## JOB
Pull out every line of the listing below that contains the word "counter", copying each one in full.
--*--
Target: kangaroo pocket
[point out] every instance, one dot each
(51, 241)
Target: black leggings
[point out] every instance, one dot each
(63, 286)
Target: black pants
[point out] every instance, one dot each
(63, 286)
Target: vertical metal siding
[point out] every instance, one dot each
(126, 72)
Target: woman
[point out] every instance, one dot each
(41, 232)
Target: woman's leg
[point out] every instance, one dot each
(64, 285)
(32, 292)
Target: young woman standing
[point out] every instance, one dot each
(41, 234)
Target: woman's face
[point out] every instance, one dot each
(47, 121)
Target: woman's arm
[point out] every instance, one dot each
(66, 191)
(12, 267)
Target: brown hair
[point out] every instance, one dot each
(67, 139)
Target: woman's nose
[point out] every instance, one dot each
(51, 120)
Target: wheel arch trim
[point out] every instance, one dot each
--*--
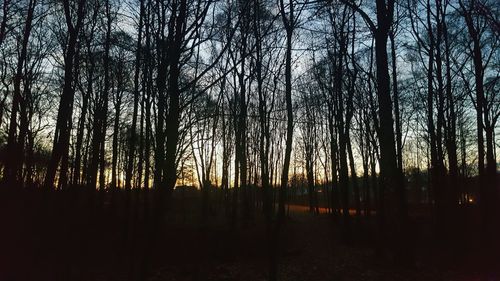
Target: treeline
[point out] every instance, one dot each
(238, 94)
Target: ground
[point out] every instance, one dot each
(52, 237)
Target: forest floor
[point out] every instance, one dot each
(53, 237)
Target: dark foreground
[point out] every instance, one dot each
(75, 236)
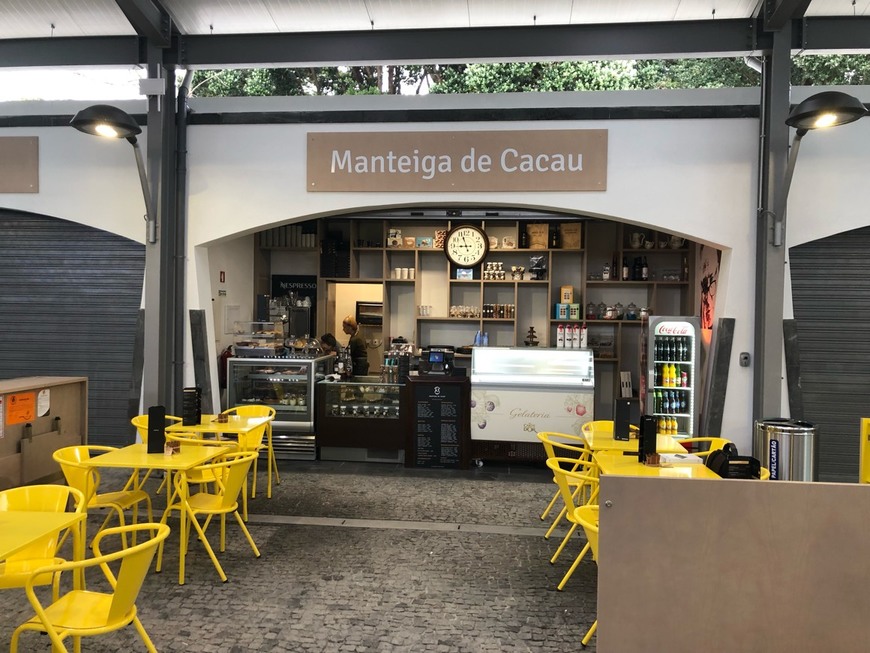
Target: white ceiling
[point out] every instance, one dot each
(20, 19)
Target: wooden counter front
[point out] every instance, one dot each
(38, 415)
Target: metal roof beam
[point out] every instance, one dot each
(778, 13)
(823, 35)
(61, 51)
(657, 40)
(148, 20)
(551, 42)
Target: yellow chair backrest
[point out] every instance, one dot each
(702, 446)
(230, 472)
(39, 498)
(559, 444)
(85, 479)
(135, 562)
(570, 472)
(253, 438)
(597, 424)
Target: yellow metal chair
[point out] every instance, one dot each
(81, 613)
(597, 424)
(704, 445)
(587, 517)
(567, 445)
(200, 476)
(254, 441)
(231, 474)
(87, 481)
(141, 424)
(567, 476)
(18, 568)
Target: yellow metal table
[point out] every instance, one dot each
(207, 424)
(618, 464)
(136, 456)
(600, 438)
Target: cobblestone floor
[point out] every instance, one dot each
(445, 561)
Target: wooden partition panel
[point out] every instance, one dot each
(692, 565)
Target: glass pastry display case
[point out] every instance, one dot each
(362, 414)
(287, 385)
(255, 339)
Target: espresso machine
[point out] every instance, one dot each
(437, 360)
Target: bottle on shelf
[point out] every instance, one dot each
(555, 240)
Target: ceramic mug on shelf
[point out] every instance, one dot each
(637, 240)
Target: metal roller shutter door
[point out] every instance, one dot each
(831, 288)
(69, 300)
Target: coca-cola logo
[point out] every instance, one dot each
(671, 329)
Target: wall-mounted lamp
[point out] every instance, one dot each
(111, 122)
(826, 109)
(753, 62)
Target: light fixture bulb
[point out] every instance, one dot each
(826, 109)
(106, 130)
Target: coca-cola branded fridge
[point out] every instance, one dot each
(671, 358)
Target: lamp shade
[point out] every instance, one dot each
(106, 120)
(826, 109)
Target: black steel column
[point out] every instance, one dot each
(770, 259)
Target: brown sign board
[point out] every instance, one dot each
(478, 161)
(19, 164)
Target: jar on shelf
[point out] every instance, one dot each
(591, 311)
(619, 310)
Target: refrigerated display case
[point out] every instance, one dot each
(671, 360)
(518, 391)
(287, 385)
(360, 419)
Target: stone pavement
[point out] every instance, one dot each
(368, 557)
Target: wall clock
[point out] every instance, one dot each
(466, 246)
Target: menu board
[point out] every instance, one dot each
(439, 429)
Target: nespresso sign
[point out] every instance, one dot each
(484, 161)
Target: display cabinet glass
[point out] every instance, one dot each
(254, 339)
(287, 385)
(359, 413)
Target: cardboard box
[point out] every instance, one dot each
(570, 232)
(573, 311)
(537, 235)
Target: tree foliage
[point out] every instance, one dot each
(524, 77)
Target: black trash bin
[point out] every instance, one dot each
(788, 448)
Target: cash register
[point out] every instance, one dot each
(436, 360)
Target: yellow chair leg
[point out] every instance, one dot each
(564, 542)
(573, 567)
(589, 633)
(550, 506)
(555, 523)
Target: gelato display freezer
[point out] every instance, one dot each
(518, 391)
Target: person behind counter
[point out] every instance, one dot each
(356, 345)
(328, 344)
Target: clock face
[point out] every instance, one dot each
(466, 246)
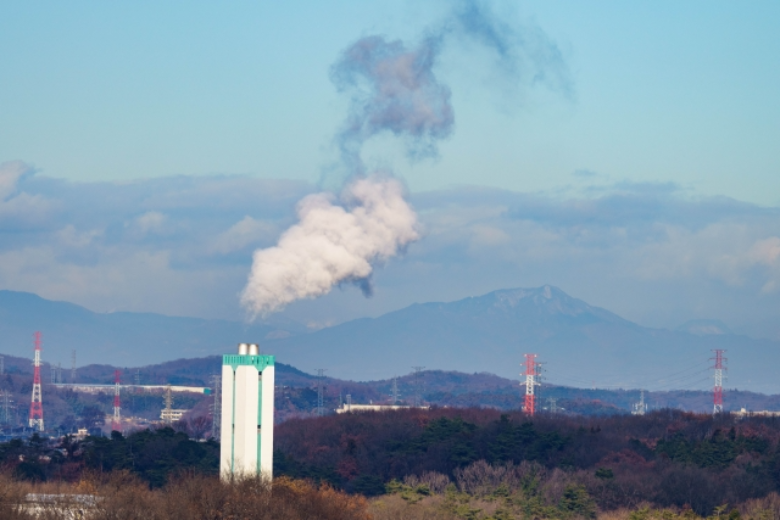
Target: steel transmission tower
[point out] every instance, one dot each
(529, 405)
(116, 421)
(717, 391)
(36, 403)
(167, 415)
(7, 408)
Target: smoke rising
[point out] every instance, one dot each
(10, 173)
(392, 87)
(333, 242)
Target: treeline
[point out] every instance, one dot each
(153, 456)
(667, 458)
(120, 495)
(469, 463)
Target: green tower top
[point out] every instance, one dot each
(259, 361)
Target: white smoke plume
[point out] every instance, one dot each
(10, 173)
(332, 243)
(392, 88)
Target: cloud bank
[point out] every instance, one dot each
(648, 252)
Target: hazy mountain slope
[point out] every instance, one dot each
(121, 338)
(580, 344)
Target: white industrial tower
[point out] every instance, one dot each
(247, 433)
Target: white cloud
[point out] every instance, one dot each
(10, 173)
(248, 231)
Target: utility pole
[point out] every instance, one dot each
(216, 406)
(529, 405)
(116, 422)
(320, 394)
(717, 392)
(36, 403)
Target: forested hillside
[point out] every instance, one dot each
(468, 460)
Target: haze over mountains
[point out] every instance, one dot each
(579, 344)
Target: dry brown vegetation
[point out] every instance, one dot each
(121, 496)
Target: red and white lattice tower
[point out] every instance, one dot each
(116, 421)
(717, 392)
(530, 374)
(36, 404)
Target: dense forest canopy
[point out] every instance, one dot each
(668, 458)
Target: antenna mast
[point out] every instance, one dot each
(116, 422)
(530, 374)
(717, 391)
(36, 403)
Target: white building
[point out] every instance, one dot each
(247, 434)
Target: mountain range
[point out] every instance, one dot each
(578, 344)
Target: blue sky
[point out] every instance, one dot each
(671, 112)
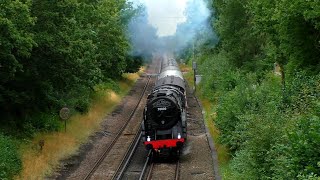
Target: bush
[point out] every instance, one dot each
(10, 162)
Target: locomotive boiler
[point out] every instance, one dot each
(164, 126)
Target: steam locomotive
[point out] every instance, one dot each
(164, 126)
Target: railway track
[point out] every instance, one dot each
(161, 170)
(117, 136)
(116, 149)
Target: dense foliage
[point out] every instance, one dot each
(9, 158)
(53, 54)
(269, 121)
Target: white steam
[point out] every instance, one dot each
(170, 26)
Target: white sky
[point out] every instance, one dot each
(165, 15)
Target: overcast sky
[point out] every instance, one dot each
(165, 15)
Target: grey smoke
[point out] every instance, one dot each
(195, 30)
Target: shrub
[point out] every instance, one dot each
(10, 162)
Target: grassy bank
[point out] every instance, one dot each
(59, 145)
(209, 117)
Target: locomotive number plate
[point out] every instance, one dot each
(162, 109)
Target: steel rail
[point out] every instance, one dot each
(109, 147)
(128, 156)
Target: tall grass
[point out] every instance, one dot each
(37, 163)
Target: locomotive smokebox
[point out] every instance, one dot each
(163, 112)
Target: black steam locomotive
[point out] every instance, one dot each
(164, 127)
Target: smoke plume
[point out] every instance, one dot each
--*--
## ANSWER IN FULL
Target: wooden counter front
Target: person behind counter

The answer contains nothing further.